__What the exercise asks__:
Please copy the lines below exactly, from the first one through the line showing "# inside = enclosed".

__Stored data__:
*** Block opens ***
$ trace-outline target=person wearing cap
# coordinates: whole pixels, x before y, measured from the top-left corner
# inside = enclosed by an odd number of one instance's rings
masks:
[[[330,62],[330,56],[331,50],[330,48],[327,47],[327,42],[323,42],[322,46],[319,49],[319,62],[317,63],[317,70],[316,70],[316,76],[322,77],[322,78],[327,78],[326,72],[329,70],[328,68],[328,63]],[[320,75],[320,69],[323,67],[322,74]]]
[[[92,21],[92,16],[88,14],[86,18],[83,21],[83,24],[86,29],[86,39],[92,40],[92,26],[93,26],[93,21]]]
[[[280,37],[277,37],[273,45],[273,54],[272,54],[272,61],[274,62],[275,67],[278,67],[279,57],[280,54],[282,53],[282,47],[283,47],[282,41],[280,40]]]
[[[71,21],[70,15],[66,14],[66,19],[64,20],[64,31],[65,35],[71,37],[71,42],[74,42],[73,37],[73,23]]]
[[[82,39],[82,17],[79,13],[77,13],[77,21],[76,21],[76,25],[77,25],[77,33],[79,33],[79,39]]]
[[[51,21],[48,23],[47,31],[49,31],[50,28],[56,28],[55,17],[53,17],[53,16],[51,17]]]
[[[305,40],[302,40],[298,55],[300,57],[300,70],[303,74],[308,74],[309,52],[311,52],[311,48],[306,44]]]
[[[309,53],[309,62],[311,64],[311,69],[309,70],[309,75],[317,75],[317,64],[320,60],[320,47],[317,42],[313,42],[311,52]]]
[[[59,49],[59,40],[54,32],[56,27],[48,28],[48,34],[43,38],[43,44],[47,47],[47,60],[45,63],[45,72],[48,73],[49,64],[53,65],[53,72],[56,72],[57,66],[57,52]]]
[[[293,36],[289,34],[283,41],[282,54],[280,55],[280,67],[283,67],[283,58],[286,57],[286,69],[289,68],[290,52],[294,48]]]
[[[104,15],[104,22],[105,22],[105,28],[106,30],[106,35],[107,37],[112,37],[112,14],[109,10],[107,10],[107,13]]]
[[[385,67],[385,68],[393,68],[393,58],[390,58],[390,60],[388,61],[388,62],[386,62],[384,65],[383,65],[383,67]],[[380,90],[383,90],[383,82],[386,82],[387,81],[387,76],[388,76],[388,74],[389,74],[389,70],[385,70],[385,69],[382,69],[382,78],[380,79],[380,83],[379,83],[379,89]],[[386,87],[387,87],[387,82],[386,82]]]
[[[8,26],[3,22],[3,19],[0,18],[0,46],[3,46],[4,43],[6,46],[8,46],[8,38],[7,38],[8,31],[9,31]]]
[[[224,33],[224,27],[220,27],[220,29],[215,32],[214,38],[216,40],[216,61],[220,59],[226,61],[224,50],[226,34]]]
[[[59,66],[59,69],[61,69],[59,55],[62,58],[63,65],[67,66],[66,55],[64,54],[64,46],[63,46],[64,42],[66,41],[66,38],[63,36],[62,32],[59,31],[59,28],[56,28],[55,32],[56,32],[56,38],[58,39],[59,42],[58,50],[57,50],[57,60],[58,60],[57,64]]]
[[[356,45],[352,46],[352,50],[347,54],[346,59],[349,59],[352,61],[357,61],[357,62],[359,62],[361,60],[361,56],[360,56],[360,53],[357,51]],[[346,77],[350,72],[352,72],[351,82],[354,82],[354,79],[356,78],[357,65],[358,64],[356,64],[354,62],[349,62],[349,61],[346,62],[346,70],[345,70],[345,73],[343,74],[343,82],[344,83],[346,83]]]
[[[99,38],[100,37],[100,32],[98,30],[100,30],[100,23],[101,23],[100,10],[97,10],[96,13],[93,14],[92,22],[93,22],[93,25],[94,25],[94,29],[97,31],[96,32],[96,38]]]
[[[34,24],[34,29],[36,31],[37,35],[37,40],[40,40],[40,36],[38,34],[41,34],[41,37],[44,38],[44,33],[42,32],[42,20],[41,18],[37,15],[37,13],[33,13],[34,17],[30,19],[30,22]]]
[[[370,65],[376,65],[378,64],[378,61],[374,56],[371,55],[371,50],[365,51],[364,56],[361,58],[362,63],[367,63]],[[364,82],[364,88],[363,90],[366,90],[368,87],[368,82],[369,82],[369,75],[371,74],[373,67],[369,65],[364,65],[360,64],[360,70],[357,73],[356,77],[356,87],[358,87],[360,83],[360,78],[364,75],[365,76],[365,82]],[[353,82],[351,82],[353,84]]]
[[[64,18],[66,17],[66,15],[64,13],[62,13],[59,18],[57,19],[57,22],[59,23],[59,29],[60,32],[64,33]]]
*** Block closes ***
__Answer section__:
$ trace-outline target=person wearing cap
# coordinates: whole pixels, x before y, measured from the top-left corner
# inside = enclosed by an odd number of one instance's rings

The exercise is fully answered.